Comments from Clinical Raters
Endocrine
As expected, further confirmation that treating subclinical hypothyroidism does not improve outcomes, but limited power for more important neurocognitive, cardiovascular, or lipid outcomes. It might have been more useful to stick to patients with TSH > 10 who are expected to have a higher risk for developing symptoms, rather than the modest levels represented in this study.
Endocrine
This is not convincing. Even high normal TSH is known to be at least associated with metabolic risk factors, low moods and weight gain. Intake of Levothyroxine too close to factors that are known to impair Levothyroxine absorption in this study may well have influenced the results.
General Internal Medicine-Primary Care(US)
Before rushing to change approaches in elderly patients with elevated TSH but normal T4, one should re-read the Thyroid Association`s review on the topic. Further, if subclinical hypothyroidism is actually a disease, it is likely that any physiologic changes may take a long time to develop (> 1 year) and perhaps longer than 1 year to resolve (if they can be measured at all). This study may very well be correct and, if so, calls into question the entity of "subclinical" hypothyroidism and whether it exists at all or is just a man-made biochemical entity. If correct, we should simply watch unless symptoms or blood tests evolve into clinically overt disease. I`m not certain that one can base clinical actions on this study alone, even though my inclination (and practice) is to wait until there is more to support a disease before treating it.

*DATASET RECORDS*:
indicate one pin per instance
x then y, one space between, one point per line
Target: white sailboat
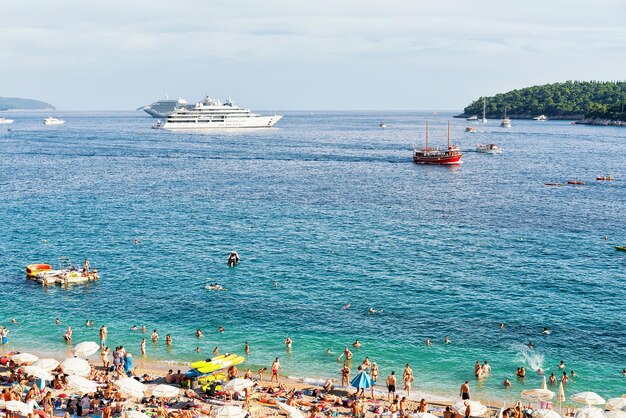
484 119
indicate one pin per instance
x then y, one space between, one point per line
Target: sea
331 218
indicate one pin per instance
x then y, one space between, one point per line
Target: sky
300 54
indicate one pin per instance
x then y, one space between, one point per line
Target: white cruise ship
211 113
161 108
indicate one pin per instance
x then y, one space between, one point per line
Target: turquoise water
332 208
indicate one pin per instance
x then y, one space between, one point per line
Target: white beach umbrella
20 407
237 384
546 413
422 415
589 398
38 372
476 408
76 366
86 348
82 384
616 404
22 358
537 394
229 411
291 411
130 386
47 364
135 414
590 412
165 391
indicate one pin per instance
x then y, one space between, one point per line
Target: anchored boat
429 155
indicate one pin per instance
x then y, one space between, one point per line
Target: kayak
221 364
203 363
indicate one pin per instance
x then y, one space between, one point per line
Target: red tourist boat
428 155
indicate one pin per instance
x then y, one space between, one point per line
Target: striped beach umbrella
362 381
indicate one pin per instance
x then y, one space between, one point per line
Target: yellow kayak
221 364
204 363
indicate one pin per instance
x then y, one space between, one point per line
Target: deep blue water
332 208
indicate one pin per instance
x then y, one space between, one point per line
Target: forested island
16 103
593 102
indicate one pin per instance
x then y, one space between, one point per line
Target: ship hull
228 123
440 160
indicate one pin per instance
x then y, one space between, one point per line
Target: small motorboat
53 121
215 286
488 148
32 270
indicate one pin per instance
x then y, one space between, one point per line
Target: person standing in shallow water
275 368
464 391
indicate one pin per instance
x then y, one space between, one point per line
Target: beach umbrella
537 394
86 348
237 385
546 413
136 414
616 404
130 386
47 364
590 412
81 384
590 398
423 415
560 396
476 408
38 372
165 391
76 366
362 381
291 411
229 411
22 358
17 406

*GOAL OF THE EXERCISE*: In the clinical raters' comments, which patients does the first Endocrine rater say it might have been more useful for the study to stick to? The records have no connection to the clinical raters' comments.

*WRITTEN REPLY*: Patients with TSH > 10, who are expected to have a higher risk for developing symptoms.